Task brief: Give back all the records below, unaltered.

[Stored data entries]
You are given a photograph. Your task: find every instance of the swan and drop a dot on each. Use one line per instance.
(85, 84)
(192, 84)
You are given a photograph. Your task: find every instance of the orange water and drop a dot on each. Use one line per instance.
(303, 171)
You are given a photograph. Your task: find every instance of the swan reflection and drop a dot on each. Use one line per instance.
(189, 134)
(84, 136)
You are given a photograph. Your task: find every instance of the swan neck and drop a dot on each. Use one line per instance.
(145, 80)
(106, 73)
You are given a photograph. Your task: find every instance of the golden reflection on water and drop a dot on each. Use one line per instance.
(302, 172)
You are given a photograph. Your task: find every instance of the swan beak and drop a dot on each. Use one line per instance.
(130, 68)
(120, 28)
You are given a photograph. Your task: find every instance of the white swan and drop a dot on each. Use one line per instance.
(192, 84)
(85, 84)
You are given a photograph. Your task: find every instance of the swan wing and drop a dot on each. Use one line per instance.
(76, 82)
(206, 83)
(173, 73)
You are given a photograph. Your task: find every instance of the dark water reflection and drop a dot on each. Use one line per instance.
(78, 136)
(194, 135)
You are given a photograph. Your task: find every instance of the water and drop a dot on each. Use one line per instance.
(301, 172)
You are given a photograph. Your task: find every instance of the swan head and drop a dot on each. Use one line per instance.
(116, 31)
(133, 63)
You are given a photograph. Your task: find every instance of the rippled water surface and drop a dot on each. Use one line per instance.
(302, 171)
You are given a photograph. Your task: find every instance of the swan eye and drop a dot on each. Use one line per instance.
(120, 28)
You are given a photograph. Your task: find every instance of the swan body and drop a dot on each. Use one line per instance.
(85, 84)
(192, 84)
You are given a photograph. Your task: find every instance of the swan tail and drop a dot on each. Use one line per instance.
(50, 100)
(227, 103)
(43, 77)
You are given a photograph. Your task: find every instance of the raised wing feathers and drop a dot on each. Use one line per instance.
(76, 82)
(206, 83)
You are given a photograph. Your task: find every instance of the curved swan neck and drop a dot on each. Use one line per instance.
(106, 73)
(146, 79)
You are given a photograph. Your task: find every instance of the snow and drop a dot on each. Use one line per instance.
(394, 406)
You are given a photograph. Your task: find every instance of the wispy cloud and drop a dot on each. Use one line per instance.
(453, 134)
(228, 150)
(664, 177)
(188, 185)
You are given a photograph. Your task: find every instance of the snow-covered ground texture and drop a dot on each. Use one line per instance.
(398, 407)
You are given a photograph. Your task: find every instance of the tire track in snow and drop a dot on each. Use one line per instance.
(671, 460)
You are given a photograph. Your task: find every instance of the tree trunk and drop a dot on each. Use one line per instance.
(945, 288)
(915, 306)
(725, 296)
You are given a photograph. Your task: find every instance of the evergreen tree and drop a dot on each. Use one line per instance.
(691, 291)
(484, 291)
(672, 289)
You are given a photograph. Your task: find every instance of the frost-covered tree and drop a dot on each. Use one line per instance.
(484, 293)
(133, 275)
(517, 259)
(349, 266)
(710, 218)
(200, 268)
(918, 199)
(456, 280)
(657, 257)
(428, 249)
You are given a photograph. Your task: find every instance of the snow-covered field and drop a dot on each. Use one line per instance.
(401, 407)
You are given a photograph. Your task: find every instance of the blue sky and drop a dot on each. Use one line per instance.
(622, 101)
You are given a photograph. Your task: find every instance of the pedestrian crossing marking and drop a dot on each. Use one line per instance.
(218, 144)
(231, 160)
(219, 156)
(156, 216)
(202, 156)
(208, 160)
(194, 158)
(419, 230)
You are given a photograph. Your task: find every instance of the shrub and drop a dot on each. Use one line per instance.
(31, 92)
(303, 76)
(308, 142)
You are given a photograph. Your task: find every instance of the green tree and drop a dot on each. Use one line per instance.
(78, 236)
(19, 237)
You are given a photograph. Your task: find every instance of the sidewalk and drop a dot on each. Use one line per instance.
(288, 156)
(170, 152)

Exercise output:
You are given a photograph. Your task: find every instance of the swan and drop a dot on each. Use one line per instance.
(85, 84)
(192, 84)
You are given a photograph. Your task: find every instance of the orange water and drop a dot on each. Use one line per instance.
(303, 171)
You are given a photograph. Your task: find every instance of the swan reflection and drop a dot on each. Use one line per instance.
(189, 134)
(84, 136)
You are given a photograph. Your task: find every instance of the swan neck and drop a dot on each. Use one line per instance.
(145, 80)
(106, 73)
You are given a photograph. Your task: find every instance of the golden reflection on water and drop a dot on each. Use one line per instance.
(302, 172)
You are given a photograph. Your task: find every instance of the swan beak and drop a dot on each. Use one line per instance.
(130, 68)
(120, 28)
You are given a photograph. Your task: find every instance of the white swan and drop a dot on each. Use one line per instance.
(192, 84)
(85, 84)
You are given a photograph. Your task: find every instance of the swan wing and drop a dot on each. Use one line per instance.
(76, 82)
(206, 83)
(173, 73)
You are given a photograph. Your task: find every instance of the dark water reflection and drop a dot on each. Use one line per instance.
(78, 136)
(194, 135)
You are given a photograph. Your task: find every instance of the water and drop a dot on each. Use one line per instance.
(301, 172)
You are given a photograph. Your task: find every instance of the swan head and drop a dot on each. Use one line per instance.
(116, 31)
(133, 63)
You are given a photograph. Your task: find every instance of the rippled water surface and drop a dot on each. Use one line per instance.
(302, 171)
You are given a photograph. Your task: find every instance of the swan eye and drop a dot on each. Use one line per instance.
(120, 28)
You are given a photograph. Your task: find every instance of the swan body and drop a dot on each. Use one line per instance.
(85, 84)
(192, 84)
You are given a photograph. Your task: find every instance of the swan tail and drop a dot on each. Use one line per instance.
(50, 100)
(227, 103)
(43, 77)
You are given a photograph. Your task: find every instance of the raised wing feathers and drop a dot on each. Use one line per instance.
(76, 82)
(206, 83)
You are given a photograph. Your task: find every instance of the curved swan neck and drop a dot on each. Use one line per instance.
(106, 73)
(146, 79)
You are given a photograph. Your task: find every instance of the snow and drop a dot on each. Use one line per instance.
(394, 406)
You are given a photograph. Your task: find every instance of the wispy cloud and drop a dot on each. Use one line per instance.
(453, 134)
(228, 150)
(664, 177)
(188, 185)
You are given a photograph. Your task: find every instance of the snow-covered ground texture and drop a dot on each. Use one line per instance.
(398, 407)
You are given a photograph. Your task: find every instance of the tire track in snow and drop a dot on each. Use one line per instance.
(671, 460)
You are given a photograph. Your task: find every instance of the tree trunk and drop a dot on each. Use one line per instance.
(945, 288)
(915, 306)
(725, 296)
You are given a photograph. Your task: find every instance of the evergreen tree and drop a dot on each. Use one line per instance.
(691, 291)
(484, 291)
(672, 289)
You are given a photograph. Your task: find every instance of the frost-covered tree and drop a dot on each. Use one line per instance.
(484, 293)
(133, 275)
(517, 259)
(349, 266)
(710, 218)
(200, 268)
(918, 199)
(456, 280)
(657, 257)
(428, 249)
You are given a photograph. Your task: find every instance of the snow-covered field and drop a dot on each. Use one line per instance.
(401, 407)
You are given a photograph. Your task: find every instance of the blue sky and drop a dot on each. Use one line per instance.
(622, 101)
You are given a photograph. Your task: find every instance of the pedestrian crossing marking and drop a dot on each. Use one line per instance.
(218, 144)
(231, 160)
(219, 156)
(156, 216)
(202, 156)
(208, 160)
(194, 158)
(419, 230)
You are given a photograph. Your task: find every instance of the shrub and drop a dot on each. Use one line per instance.
(31, 92)
(303, 76)
(308, 142)
You are given a photograph. Your task: find every instance of the green tree and drop a dot on each. Use one line per instance.
(78, 236)
(19, 237)
You are given a photograph. Your task: find every instance of the sidewalk and drop a dot on each. Use one line per instance.
(288, 156)
(170, 152)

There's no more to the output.